**TASK OBJECTIVE**. Convert every line of the items below into a Markdown table with two columns, "Row" for the row number and "Line" for the line itself, leaving out any blank lines.

**A run of records**.

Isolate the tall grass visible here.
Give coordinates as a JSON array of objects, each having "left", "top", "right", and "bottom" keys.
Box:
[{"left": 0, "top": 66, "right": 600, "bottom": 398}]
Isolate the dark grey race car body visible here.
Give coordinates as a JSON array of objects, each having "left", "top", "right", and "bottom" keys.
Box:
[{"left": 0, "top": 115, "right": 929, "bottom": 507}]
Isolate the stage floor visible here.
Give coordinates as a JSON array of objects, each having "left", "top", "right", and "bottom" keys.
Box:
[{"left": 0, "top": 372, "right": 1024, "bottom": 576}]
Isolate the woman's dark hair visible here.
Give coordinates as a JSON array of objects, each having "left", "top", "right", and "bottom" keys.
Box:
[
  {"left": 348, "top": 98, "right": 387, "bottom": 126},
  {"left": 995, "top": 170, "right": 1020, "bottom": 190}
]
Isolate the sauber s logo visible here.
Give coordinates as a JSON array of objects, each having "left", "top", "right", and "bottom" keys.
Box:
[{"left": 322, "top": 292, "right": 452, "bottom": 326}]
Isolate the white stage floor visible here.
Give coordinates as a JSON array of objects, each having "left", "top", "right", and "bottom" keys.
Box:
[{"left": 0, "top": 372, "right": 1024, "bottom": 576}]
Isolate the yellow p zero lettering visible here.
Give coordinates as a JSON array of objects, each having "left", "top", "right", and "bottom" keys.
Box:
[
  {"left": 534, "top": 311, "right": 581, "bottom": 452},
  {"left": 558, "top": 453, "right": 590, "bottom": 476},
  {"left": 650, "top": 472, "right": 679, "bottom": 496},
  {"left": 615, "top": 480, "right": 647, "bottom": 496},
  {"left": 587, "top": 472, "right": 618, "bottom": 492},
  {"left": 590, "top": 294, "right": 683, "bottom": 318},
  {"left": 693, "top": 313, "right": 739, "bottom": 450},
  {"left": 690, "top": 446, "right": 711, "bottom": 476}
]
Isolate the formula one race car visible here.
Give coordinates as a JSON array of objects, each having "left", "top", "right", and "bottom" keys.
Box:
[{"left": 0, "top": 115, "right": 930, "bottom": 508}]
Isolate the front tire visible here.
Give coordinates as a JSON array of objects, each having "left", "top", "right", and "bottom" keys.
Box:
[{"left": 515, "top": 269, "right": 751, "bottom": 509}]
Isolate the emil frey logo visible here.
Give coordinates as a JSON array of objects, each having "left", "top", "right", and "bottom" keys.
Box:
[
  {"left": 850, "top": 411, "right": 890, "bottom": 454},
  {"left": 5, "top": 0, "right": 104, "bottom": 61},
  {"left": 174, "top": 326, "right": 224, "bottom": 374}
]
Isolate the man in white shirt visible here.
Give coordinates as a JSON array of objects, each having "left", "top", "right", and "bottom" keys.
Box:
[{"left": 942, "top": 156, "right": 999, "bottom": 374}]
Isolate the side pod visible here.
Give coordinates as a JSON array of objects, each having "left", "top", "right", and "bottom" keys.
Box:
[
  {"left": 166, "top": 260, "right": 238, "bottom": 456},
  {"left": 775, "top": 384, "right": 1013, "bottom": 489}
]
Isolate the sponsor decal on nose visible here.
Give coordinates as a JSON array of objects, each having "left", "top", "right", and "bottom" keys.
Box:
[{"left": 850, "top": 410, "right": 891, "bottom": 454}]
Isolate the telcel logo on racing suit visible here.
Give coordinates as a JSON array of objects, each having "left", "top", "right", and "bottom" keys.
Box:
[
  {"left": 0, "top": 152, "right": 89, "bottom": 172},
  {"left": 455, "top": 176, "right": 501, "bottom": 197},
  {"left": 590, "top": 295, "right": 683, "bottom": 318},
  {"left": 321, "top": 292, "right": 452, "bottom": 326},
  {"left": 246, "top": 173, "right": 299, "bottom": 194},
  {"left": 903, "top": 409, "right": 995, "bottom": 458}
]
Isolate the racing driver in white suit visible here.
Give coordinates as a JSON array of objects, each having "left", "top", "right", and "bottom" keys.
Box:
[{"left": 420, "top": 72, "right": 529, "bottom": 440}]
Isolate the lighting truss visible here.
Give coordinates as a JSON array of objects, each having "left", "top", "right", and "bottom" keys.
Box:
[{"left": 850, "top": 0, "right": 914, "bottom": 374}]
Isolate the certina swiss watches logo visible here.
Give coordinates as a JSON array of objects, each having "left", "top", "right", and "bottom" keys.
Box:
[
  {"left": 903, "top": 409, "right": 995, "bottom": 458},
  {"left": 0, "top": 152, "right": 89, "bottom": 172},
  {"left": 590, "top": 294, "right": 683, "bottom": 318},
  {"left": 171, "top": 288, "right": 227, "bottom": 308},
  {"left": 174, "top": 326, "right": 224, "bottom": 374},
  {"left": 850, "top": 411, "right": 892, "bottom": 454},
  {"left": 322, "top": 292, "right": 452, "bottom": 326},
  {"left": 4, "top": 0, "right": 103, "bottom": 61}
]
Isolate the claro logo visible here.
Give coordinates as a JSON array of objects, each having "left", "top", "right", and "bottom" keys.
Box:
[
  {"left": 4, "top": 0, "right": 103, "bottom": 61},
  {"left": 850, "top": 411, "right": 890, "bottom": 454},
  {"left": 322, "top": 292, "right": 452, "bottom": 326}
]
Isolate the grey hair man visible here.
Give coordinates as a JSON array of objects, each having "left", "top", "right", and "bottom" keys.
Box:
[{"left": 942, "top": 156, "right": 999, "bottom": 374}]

**ANSWER BELOW**.
| Row | Line |
|---|---|
| 1 | Isolate the tall grass visible here. |
| 2 | Give coordinates as a JSON array of objects, each having "left", "top", "right", and "bottom" keys. |
| 3 | Box: |
| 4 | [{"left": 0, "top": 66, "right": 600, "bottom": 398}] |
| 5 | Isolate the dark grey race car body visible here. |
| 6 | Give coordinates as a JSON array of objects, each having "left", "top", "right", and "bottom" keys. |
| 7 | Box: |
| 8 | [{"left": 0, "top": 115, "right": 929, "bottom": 507}] |
| 9 | Isolate the stage floor visible here. |
| 10 | Give coordinates as a JSON array of objects, each having "left", "top", "right", and "bottom" keys. |
| 11 | Box: |
| 12 | [{"left": 0, "top": 372, "right": 1024, "bottom": 576}] |
| 13 | Isolate the woman's dark hair visible here. |
| 14 | Give coordinates as a JSON array of objects, each having "left", "top", "right", and "bottom" keys. |
| 15 | Box: |
| 16 | [ |
| 17 |   {"left": 348, "top": 98, "right": 387, "bottom": 126}, |
| 18 |   {"left": 995, "top": 170, "right": 1020, "bottom": 190} |
| 19 | ] |
| 20 | Isolate the sauber s logo visible here. |
| 21 | Give coordinates as a JSON array of objects, each having "left", "top", "right", and "bottom" keys. |
| 22 | Box: |
| 23 | [{"left": 322, "top": 292, "right": 452, "bottom": 326}] |
| 24 | Isolate the white stage floor visible here. |
| 25 | Give coordinates as a JSON array of objects, each having "left", "top", "right", and "bottom" keys. |
| 26 | Box: |
| 27 | [{"left": 0, "top": 372, "right": 1024, "bottom": 576}] |
| 28 | Isolate the yellow p zero lettering visible here. |
| 29 | Give coordinates as a JSON array of objects, each having "left", "top", "right", and "bottom" keys. |
| 30 | Box: |
| 31 | [ |
| 32 |   {"left": 534, "top": 311, "right": 581, "bottom": 452}, |
| 33 |   {"left": 558, "top": 453, "right": 590, "bottom": 476}, |
| 34 |   {"left": 650, "top": 472, "right": 679, "bottom": 496}, |
| 35 |   {"left": 615, "top": 480, "right": 647, "bottom": 496}, |
| 36 |   {"left": 587, "top": 472, "right": 618, "bottom": 492}, |
| 37 |   {"left": 590, "top": 294, "right": 683, "bottom": 318}, |
| 38 |   {"left": 693, "top": 313, "right": 739, "bottom": 450}, |
| 39 |   {"left": 690, "top": 446, "right": 711, "bottom": 476} |
| 40 | ] |
| 41 | Isolate the formula one race car visible here. |
| 42 | Give coordinates as a JSON array of objects, each having "left", "top", "right", and "bottom" keys. |
| 43 | Box: |
| 44 | [{"left": 0, "top": 115, "right": 930, "bottom": 508}] |
| 45 | Isolate the front tire visible here. |
| 46 | Give coordinates as a JSON array of objects, each having "left", "top", "right", and "bottom" keys. |
| 47 | Box: |
| 48 | [{"left": 515, "top": 269, "right": 751, "bottom": 509}] |
| 49 | Isolate the emil frey logo visible here. |
| 50 | Give coordinates as a JSON array of objects, each having "left", "top", "right", and "bottom" keys. |
| 51 | Box: |
| 52 | [ |
| 53 |   {"left": 850, "top": 411, "right": 890, "bottom": 454}, |
| 54 |   {"left": 5, "top": 0, "right": 104, "bottom": 61}, |
| 55 |   {"left": 174, "top": 326, "right": 224, "bottom": 374} |
| 56 | ] |
| 57 | Isolate the man in white shirt visible here. |
| 58 | Give coordinates as a JSON array of objects, each having "left", "top", "right", and "bottom" keys. |
| 59 | Box: |
| 60 | [{"left": 942, "top": 156, "right": 999, "bottom": 374}] |
| 61 | Isolate the side pod visible here. |
| 62 | Give coordinates as a JSON array of objects, each having "left", "top", "right", and "bottom" keys. |
| 63 | Box: |
| 64 | [ |
| 65 |   {"left": 166, "top": 260, "right": 238, "bottom": 456}, |
| 66 |   {"left": 775, "top": 384, "right": 1013, "bottom": 489} |
| 67 | ] |
| 68 | Isolate the sponsor decal on nose visible here. |
| 69 | Give coordinates as a JSON array of objects, each having "left", "top", "right", and "bottom" keys. |
| 70 | Box: |
| 71 | [{"left": 850, "top": 410, "right": 891, "bottom": 454}] |
| 72 | Isolate the telcel logo on racing suit visible here. |
| 73 | Give coordinates as a JSON array of objects, each having "left", "top", "right", and "bottom" keys. |
| 74 | Box: |
| 75 | [ |
| 76 |   {"left": 0, "top": 152, "right": 89, "bottom": 172}, |
| 77 |   {"left": 455, "top": 176, "right": 501, "bottom": 197}, |
| 78 |   {"left": 590, "top": 295, "right": 683, "bottom": 318}, |
| 79 |   {"left": 321, "top": 292, "right": 452, "bottom": 326}, |
| 80 |   {"left": 246, "top": 173, "right": 299, "bottom": 194}, |
| 81 |   {"left": 903, "top": 409, "right": 995, "bottom": 458} |
| 82 | ] |
| 83 | Isolate the racing driver in white suit visible here. |
| 84 | Give coordinates as a JSON array of objects, each having "left", "top", "right", and "bottom" keys. |
| 85 | Box: |
| 86 | [{"left": 420, "top": 72, "right": 529, "bottom": 440}] |
| 87 | Isolate the lighting truss visible here. |
| 88 | Give coordinates as a JSON array of objects, each having "left", "top", "right", and "bottom" keys. |
| 89 | Box: |
| 90 | [{"left": 850, "top": 0, "right": 914, "bottom": 374}] |
| 91 | Isolate the certina swiss watches logo visible here. |
| 92 | Give coordinates as a JSON array of objects, each having "left", "top", "right", and "bottom" keys. |
| 93 | Box: |
| 94 | [ |
| 95 |   {"left": 903, "top": 409, "right": 995, "bottom": 458}, |
| 96 |   {"left": 0, "top": 152, "right": 89, "bottom": 172}, |
| 97 |   {"left": 590, "top": 294, "right": 683, "bottom": 318}, |
| 98 |   {"left": 171, "top": 288, "right": 227, "bottom": 308}, |
| 99 |   {"left": 174, "top": 326, "right": 224, "bottom": 374}, |
| 100 |   {"left": 850, "top": 411, "right": 892, "bottom": 454}, |
| 101 |   {"left": 322, "top": 292, "right": 452, "bottom": 326}, |
| 102 |   {"left": 4, "top": 0, "right": 103, "bottom": 61} |
| 103 | ] |
| 104 | Isolate the claro logo visible here. |
| 105 | Give coordinates as a JSON array of objects, each having "left", "top", "right", and "bottom" keys. |
| 106 | Box: |
| 107 | [ |
| 108 |   {"left": 4, "top": 0, "right": 103, "bottom": 61}, |
| 109 |   {"left": 850, "top": 411, "right": 890, "bottom": 454}, |
| 110 |   {"left": 322, "top": 292, "right": 452, "bottom": 326} |
| 111 | ] |
| 112 | Isolate the grey hair man visible here. |
| 113 | Give coordinates as a JSON array of objects, each having "left", "top", "right", and "bottom" keys. |
| 114 | Box: |
| 115 | [{"left": 942, "top": 156, "right": 999, "bottom": 374}] |